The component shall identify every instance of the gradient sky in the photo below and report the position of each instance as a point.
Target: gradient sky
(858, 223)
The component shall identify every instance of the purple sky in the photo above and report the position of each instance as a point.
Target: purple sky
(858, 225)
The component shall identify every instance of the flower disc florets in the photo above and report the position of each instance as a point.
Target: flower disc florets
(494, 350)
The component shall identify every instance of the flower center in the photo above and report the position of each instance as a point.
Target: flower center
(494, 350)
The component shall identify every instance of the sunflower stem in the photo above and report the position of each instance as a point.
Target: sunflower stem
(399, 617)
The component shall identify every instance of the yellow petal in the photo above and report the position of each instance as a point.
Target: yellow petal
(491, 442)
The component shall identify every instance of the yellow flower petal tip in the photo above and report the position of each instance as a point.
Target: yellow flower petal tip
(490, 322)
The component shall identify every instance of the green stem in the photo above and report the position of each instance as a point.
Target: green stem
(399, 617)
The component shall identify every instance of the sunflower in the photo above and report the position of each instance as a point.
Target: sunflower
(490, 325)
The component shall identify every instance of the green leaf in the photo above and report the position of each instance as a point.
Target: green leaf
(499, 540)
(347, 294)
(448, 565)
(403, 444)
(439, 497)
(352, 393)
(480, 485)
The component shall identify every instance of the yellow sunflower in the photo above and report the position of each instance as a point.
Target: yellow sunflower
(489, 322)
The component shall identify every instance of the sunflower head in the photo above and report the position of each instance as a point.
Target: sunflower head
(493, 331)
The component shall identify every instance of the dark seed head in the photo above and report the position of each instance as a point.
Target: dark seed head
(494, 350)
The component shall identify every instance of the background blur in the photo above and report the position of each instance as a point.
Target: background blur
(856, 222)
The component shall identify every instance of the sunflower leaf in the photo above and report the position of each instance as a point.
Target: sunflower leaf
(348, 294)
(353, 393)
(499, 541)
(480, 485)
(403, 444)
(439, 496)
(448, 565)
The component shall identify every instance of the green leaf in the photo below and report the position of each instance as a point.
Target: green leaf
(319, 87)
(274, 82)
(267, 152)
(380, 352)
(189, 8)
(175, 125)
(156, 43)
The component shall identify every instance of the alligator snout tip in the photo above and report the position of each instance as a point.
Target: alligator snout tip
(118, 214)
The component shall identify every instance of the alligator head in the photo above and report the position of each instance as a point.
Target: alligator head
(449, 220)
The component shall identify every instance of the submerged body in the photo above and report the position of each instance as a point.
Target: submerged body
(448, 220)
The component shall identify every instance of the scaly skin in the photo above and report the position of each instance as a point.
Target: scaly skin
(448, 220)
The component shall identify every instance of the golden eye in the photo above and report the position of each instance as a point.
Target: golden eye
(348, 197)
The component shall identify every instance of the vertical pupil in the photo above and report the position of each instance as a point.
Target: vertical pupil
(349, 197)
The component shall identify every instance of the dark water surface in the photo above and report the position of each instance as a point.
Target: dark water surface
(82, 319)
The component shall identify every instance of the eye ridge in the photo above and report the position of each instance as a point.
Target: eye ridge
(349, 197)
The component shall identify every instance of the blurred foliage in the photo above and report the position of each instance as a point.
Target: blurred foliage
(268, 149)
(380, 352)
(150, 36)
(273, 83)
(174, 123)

※

▶ **OBJETIVO DEL EJERCICIO**
Modifique los registros anteriores reemplazando "component" por "module" en cada aparición, sin alterar ninguna otra parte del texto.

▶ **SOLUCIÓN DESARROLLADA**
The module shall identify every instance of the gradient sky in the photo below and report the position of each instance as a point.
Target: gradient sky
(858, 223)
The module shall identify every instance of the purple sky in the photo above and report the position of each instance as a point.
Target: purple sky
(858, 225)
The module shall identify every instance of the flower disc florets in the photo above and report the position of each instance as a point.
Target: flower disc florets
(494, 350)
The module shall identify every instance of the flower center in the photo above and report the position of each instance as a point.
Target: flower center
(494, 350)
The module shall identify every instance of the sunflower stem in the photo above and report the position of each instance as a point.
Target: sunflower stem
(399, 617)
The module shall identify every instance of the yellow petal in the photo above and report the position of each instance as a point.
Target: yellow petal
(491, 442)
The module shall identify every instance of the yellow flower petal tip in the photo above and report the position of each instance as a point.
Target: yellow flower petal tip
(490, 322)
The module shall identify every instance of the green stem in the photo above and report the position of each instance as a point.
Target: green stem
(399, 617)
The module shall identify every instance of the sunflower in the photo above and report the position of each instance as a point.
Target: sunflower
(490, 325)
The module shall identify every instance of the green leaf in the photo above and report the position of each instance as a point.
Target: green leaf
(499, 540)
(347, 294)
(448, 565)
(403, 444)
(439, 497)
(352, 393)
(480, 485)
The module shall identify every instance of the yellow sunflower in the photo above and report the position of each instance as a point.
Target: yellow sunflower
(489, 322)
The module shall identify every instance of the sunflower head in the photo above and report the position of each instance as a point.
Target: sunflower head
(493, 331)
The module shall identify every instance of the dark seed head in the photo above and report the position of each instance as a point.
Target: dark seed head
(494, 350)
The module shall identify every instance of the background blur in the photo above and report the position of each instance as a point.
Target: background blur
(856, 222)
The module shall identify every instance of the sunflower leaf in the photo above and report the position of each instance as a point.
Target: sunflower leaf
(348, 294)
(353, 393)
(499, 541)
(480, 485)
(403, 444)
(439, 496)
(448, 565)
The module shall identify every instance of the green leaf in the photo below and report the position of each instance as a point.
Target: green leaf
(319, 87)
(274, 82)
(267, 152)
(380, 352)
(189, 8)
(175, 125)
(156, 43)
The module shall identify every instance of the alligator snout tip in the photo above and report the position of each instance as a point.
Target: alligator snout tip
(118, 214)
The module shall identify every instance of the alligator head in the photo above and report the position of each instance as a point.
Target: alligator head
(449, 220)
The module shall identify every instance of the submerged body in the photo above and report the position of each instance as a point.
Target: submerged body
(448, 220)
The module shall identify every instance of the scaly skin in the photo above and report the position of each instance as a point.
Target: scaly skin
(448, 220)
The module shall identify every instance of the golden eye in the photo above and report the position of each instance as a point.
Target: golden eye
(348, 197)
The module shall identify every instance of the vertical pupil in the photo above and report the position of each instance as a point.
Target: vertical pupil
(349, 197)
The module shall identify every instance of the dark water surface in the photo above and report the position of each instance as a point.
Target: dark water surface
(82, 319)
The module shall identify every instance of the eye ridge in the photo above and report the position of each instance as a point.
Target: eye ridge
(349, 197)
The module shall identify every instance of the blurred foliage in the photo above and report the position of each instance as a point.
Target: blurred foliage
(268, 149)
(380, 352)
(150, 36)
(273, 83)
(174, 123)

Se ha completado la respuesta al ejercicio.